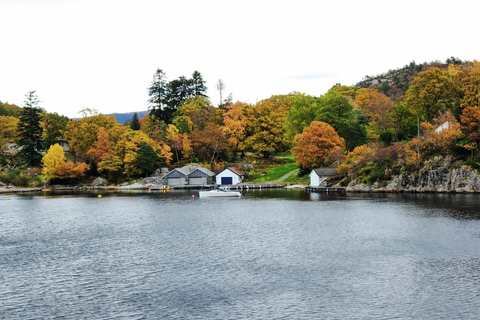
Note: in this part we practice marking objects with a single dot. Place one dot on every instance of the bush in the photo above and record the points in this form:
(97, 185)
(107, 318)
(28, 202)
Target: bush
(10, 176)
------------------------
| Try it |
In your copy of the records, include no pictures; repeat everything else exactly.

| Answer to this task |
Note: in this part we practice marking objects with a single dot. Place one dot on every instance of the bush in the photo above and record the points in this form:
(97, 185)
(107, 318)
(28, 202)
Target: bush
(10, 176)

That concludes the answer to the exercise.